TASK = Retype the rows below exactly, everything from the line containing "Mark every instance of the wooden bowl" down to the line containing "pixel 253 117", including both of those lines.

*** RECORDS TO PROCESS ***

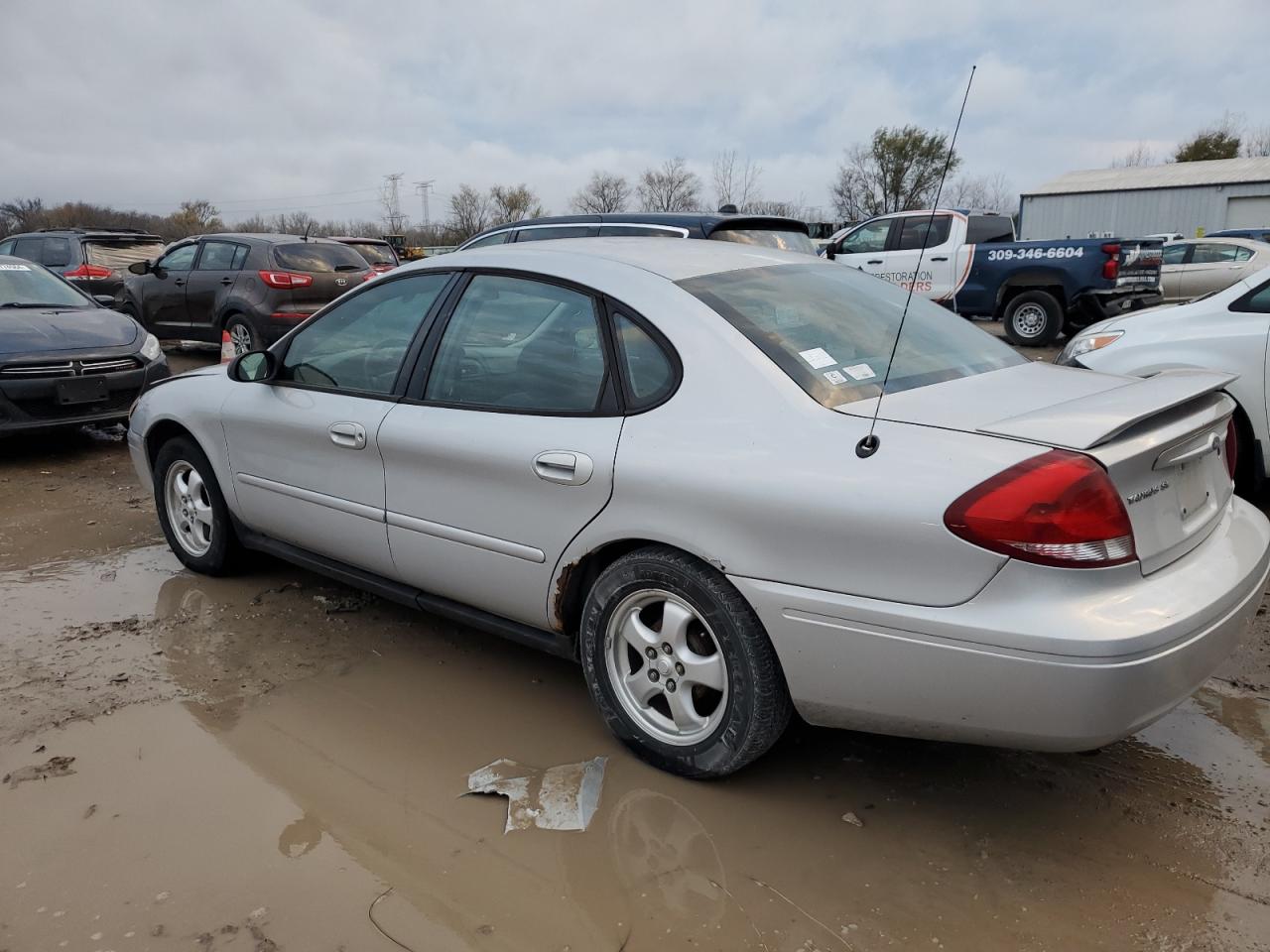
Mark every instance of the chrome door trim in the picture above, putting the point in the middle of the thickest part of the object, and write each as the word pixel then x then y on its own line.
pixel 452 534
pixel 308 495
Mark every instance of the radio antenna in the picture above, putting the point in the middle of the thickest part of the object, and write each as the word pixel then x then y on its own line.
pixel 867 445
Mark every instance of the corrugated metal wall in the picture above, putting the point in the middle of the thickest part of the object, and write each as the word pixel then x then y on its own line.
pixel 1129 213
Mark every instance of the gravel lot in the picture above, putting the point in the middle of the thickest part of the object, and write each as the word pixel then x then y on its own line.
pixel 273 762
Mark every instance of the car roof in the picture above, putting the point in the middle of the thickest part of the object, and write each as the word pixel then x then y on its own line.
pixel 675 261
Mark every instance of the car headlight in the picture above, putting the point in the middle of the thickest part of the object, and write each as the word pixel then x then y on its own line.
pixel 150 349
pixel 1093 341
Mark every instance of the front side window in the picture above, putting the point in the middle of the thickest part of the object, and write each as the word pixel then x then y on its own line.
pixel 832 330
pixel 921 231
pixel 361 343
pixel 867 239
pixel 520 344
pixel 180 259
pixel 217 257
pixel 649 371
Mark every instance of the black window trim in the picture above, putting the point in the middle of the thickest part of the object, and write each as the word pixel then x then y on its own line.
pixel 610 402
pixel 631 404
pixel 412 353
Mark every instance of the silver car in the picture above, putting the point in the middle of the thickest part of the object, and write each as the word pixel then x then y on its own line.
pixel 1206 266
pixel 643 454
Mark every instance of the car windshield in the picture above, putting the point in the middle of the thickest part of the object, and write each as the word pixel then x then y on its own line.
pixel 31 286
pixel 766 238
pixel 318 258
pixel 832 330
pixel 373 252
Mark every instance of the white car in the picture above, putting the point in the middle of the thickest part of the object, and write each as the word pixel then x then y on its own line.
pixel 1225 330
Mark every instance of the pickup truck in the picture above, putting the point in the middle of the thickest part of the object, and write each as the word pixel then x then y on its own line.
pixel 973 266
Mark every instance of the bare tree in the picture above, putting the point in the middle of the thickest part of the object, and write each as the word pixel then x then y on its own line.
pixel 672 188
pixel 468 212
pixel 735 180
pixel 1256 143
pixel 1139 155
pixel 992 193
pixel 513 203
pixel 898 171
pixel 604 191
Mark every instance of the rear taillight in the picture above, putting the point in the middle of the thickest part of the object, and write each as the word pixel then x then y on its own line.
pixel 286 280
pixel 1232 448
pixel 86 272
pixel 1058 508
pixel 1111 267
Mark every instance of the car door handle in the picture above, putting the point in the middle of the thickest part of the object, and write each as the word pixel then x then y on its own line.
pixel 563 466
pixel 350 435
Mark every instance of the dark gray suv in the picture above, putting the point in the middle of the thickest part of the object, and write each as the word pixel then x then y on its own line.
pixel 255 287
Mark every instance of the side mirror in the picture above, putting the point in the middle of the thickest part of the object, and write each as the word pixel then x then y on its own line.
pixel 253 367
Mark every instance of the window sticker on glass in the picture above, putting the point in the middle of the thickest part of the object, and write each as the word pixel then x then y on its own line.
pixel 818 358
pixel 860 371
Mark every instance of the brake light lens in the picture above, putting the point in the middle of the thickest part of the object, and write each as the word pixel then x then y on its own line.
pixel 1111 267
pixel 86 272
pixel 1232 448
pixel 1057 508
pixel 286 280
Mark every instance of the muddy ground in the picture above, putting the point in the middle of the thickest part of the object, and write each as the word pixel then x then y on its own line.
pixel 273 762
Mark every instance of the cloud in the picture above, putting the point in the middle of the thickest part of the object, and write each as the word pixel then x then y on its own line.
pixel 146 104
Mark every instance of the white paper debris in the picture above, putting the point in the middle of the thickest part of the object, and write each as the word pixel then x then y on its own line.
pixel 860 371
pixel 557 798
pixel 817 357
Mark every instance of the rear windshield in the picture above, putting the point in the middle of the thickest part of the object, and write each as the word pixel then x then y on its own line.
pixel 31 286
pixel 316 258
pixel 117 255
pixel 832 330
pixel 765 238
pixel 373 253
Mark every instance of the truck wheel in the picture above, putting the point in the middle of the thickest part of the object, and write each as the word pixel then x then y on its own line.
pixel 1033 318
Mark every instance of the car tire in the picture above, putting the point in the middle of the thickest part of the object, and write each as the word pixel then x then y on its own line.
pixel 243 334
pixel 734 705
pixel 1033 318
pixel 191 511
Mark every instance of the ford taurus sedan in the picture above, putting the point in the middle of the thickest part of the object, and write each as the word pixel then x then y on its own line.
pixel 643 454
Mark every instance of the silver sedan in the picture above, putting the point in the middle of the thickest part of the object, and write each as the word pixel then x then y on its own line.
pixel 647 456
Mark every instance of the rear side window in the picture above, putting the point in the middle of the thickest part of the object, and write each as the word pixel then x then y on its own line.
pixel 989 230
pixel 58 253
pixel 548 234
pixel 921 231
pixel 31 249
pixel 832 330
pixel 318 258
pixel 649 372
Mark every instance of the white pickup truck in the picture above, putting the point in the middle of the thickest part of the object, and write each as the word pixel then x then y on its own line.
pixel 971 264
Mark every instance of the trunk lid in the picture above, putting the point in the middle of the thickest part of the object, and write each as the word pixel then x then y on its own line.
pixel 1161 439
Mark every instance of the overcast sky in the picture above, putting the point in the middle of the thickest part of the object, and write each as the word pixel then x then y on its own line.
pixel 287 104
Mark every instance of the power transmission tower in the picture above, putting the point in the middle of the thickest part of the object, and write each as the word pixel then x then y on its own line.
pixel 390 197
pixel 422 189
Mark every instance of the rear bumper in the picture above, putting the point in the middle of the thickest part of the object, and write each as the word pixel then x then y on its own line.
pixel 1109 655
pixel 31 405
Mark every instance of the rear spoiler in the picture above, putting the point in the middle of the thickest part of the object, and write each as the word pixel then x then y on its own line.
pixel 1091 420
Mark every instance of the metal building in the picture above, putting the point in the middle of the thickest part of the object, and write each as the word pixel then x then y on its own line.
pixel 1179 197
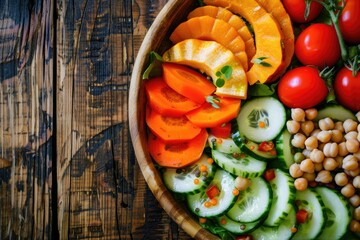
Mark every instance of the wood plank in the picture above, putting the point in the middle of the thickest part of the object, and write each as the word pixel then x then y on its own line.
pixel 26 119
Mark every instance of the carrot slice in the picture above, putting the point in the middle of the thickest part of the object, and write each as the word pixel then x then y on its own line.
pixel 187 82
pixel 165 100
pixel 235 21
pixel 208 116
pixel 209 28
pixel 171 129
pixel 177 155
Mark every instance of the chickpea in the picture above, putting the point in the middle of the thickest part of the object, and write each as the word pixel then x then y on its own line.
pixel 324 176
pixel 341 179
pixel 311 143
pixel 339 126
pixel 330 164
pixel 339 160
pixel 348 190
pixel 315 132
pixel 326 124
pixel 298 140
pixel 293 126
pixel 306 153
pixel 355 200
pixel 349 125
pixel 353 173
pixel 301 184
pixel 336 136
pixel 324 136
pixel 298 157
pixel 311 113
pixel 331 149
pixel 295 171
pixel 317 156
pixel 352 145
pixel 351 135
pixel 298 114
pixel 242 183
pixel 350 163
pixel 356 182
pixel 342 149
pixel 354 226
pixel 307 127
pixel 307 166
pixel 309 176
pixel 357 213
pixel 318 167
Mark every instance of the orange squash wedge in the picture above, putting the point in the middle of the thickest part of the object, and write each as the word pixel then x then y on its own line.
pixel 268 38
pixel 209 28
pixel 234 20
pixel 210 57
pixel 276 8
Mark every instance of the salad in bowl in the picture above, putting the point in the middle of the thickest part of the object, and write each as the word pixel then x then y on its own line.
pixel 246 123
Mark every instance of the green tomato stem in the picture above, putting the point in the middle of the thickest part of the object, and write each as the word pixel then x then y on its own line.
pixel 329 6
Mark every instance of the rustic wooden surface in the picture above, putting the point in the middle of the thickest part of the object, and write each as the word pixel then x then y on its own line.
pixel 67 168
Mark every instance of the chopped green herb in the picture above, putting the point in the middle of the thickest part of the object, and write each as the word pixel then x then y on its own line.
pixel 212 100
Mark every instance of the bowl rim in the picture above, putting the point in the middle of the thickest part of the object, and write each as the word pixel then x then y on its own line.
pixel 138 131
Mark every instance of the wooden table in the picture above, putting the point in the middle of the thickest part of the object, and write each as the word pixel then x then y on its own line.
pixel 67 168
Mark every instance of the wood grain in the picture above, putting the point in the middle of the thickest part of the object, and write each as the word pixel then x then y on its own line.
pixel 26 119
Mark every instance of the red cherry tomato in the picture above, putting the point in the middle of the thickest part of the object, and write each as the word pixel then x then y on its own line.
pixel 302 87
pixel 296 10
pixel 222 131
pixel 349 22
pixel 318 45
pixel 347 89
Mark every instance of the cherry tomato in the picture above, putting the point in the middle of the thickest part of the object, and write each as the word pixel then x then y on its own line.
pixel 318 45
pixel 347 89
pixel 296 10
pixel 349 21
pixel 302 87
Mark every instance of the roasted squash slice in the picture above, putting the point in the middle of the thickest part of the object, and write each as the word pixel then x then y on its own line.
pixel 209 28
pixel 234 20
pixel 276 8
pixel 268 38
pixel 210 57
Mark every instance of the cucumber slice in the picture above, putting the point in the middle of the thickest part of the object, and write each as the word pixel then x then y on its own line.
pixel 236 227
pixel 244 166
pixel 254 203
pixel 225 145
pixel 283 198
pixel 311 201
pixel 225 200
pixel 283 232
pixel 264 110
pixel 182 180
pixel 336 112
pixel 284 151
pixel 251 148
pixel 338 212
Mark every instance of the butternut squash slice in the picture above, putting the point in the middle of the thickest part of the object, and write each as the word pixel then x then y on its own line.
pixel 209 28
pixel 210 57
pixel 268 38
pixel 234 20
pixel 276 8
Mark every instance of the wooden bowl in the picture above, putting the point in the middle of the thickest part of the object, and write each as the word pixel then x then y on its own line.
pixel 156 39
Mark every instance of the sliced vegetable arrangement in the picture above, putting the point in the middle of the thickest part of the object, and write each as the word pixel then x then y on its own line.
pixel 253 117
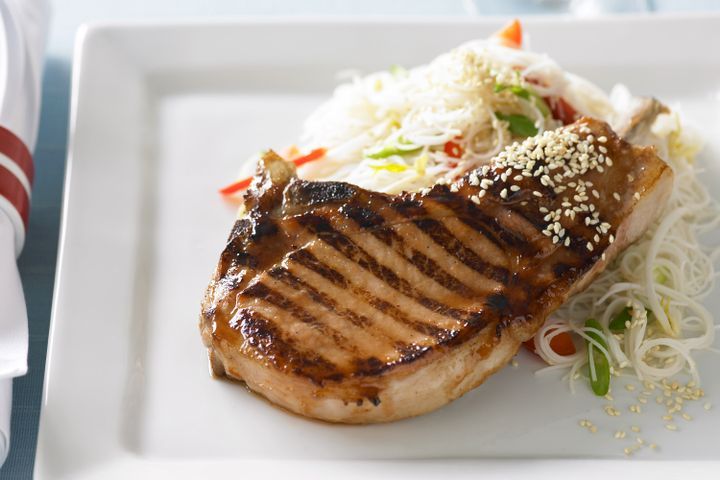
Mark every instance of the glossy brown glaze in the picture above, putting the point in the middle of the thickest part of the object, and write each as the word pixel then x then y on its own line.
pixel 331 293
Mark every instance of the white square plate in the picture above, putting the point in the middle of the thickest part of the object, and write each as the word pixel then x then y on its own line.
pixel 162 115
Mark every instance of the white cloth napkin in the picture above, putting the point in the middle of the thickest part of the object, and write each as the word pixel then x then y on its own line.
pixel 23 27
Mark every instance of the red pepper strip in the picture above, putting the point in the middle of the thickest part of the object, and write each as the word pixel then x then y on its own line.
pixel 511 34
pixel 245 182
pixel 561 110
pixel 236 187
pixel 314 155
pixel 561 344
pixel 453 150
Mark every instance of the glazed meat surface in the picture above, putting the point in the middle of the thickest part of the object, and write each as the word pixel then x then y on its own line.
pixel 354 306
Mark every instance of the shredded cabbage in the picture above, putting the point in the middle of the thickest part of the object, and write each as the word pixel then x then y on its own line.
pixel 386 131
pixel 455 98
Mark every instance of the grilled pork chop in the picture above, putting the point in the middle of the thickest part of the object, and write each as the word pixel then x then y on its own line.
pixel 354 306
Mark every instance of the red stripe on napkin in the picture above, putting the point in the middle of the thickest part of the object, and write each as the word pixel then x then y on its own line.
pixel 16 150
pixel 13 190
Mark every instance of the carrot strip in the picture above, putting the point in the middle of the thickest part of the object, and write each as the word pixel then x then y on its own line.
pixel 511 34
pixel 561 344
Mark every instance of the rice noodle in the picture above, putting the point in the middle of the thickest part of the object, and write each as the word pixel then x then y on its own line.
pixel 662 277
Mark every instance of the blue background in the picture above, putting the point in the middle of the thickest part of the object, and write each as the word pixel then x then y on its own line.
pixel 37 263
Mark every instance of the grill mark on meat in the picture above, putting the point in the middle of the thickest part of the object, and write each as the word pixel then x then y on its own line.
pixel 440 235
pixel 486 225
pixel 265 340
pixel 309 261
pixel 363 259
pixel 346 247
pixel 323 299
pixel 373 222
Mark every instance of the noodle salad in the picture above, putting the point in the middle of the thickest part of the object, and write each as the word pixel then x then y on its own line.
pixel 407 129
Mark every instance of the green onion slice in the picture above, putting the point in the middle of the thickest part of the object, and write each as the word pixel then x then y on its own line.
pixel 520 125
pixel 597 361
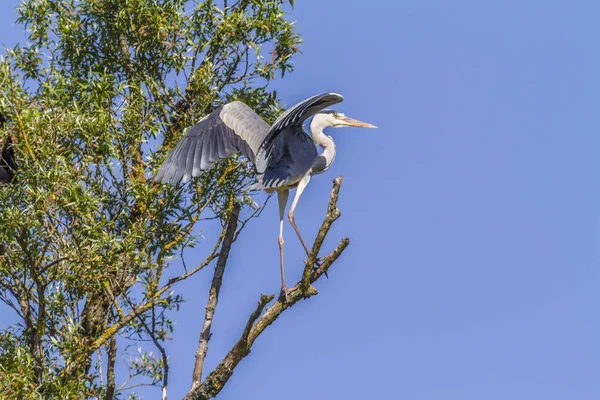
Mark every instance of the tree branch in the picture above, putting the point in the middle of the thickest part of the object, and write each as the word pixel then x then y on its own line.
pixel 213 297
pixel 110 371
pixel 256 324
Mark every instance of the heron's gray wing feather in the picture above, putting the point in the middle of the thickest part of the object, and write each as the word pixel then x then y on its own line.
pixel 289 122
pixel 298 153
pixel 229 129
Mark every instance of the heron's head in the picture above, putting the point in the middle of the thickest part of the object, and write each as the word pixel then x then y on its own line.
pixel 334 119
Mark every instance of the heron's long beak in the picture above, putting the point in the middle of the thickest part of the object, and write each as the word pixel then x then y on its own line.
pixel 354 122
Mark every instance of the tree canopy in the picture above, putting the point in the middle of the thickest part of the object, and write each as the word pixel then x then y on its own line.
pixel 94 102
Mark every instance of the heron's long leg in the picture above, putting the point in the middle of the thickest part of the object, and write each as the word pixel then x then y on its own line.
pixel 303 182
pixel 282 197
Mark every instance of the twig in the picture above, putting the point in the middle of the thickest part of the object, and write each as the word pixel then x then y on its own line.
pixel 213 297
pixel 332 214
pixel 110 371
pixel 256 324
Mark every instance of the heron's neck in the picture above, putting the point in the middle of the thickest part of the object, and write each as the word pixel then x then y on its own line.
pixel 326 143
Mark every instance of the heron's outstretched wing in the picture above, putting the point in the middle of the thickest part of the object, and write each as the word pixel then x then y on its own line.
pixel 229 129
pixel 7 159
pixel 290 122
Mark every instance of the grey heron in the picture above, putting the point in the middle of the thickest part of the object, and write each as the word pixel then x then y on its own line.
pixel 284 156
pixel 7 159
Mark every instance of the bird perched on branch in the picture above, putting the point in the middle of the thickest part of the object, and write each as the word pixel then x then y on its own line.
pixel 284 156
pixel 7 158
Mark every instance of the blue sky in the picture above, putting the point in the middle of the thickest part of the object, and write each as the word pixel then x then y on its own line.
pixel 473 211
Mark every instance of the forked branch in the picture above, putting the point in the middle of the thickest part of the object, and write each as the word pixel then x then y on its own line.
pixel 259 321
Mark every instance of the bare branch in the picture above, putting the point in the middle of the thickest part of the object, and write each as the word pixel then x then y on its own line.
pixel 110 369
pixel 256 324
pixel 213 297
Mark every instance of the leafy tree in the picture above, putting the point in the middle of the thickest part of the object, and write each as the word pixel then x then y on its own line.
pixel 94 102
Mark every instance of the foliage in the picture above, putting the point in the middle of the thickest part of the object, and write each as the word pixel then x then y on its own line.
pixel 101 93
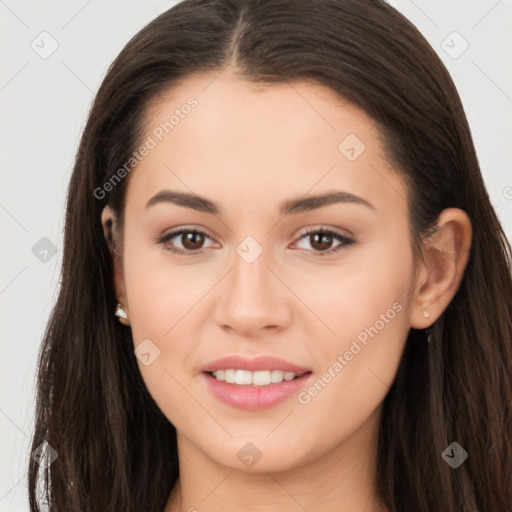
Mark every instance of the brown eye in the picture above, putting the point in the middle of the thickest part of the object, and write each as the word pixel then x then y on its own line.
pixel 321 241
pixel 191 241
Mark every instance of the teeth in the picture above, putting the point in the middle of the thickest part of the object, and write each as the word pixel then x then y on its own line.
pixel 259 378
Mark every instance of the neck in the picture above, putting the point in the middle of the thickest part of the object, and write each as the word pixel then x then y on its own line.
pixel 343 479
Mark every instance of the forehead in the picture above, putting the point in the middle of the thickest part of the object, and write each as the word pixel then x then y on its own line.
pixel 279 139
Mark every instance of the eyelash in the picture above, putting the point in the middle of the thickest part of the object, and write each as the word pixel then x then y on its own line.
pixel 346 241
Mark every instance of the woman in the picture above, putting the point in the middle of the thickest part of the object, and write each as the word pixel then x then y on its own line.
pixel 334 332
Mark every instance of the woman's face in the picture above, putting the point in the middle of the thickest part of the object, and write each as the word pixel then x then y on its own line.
pixel 334 307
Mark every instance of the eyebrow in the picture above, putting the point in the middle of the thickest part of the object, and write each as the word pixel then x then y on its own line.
pixel 295 205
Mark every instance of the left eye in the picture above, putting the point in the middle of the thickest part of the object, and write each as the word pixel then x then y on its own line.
pixel 323 238
pixel 319 239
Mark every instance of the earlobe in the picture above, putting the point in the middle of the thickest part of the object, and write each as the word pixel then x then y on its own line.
pixel 445 256
pixel 108 217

***

PROBLEM SOLUTION =
Mark every instance of the wooden bowl in the picture above, putting the point in the middle of the thickest part of the object, and write each as the word pixel then x then y on its own line.
pixel 156 39
Mark every instance of the sliced vegetable arrangement in the picture above, putting the point in the middle of the thickest part of the object, and write each as the word pixel then x then y on its own line.
pixel 253 117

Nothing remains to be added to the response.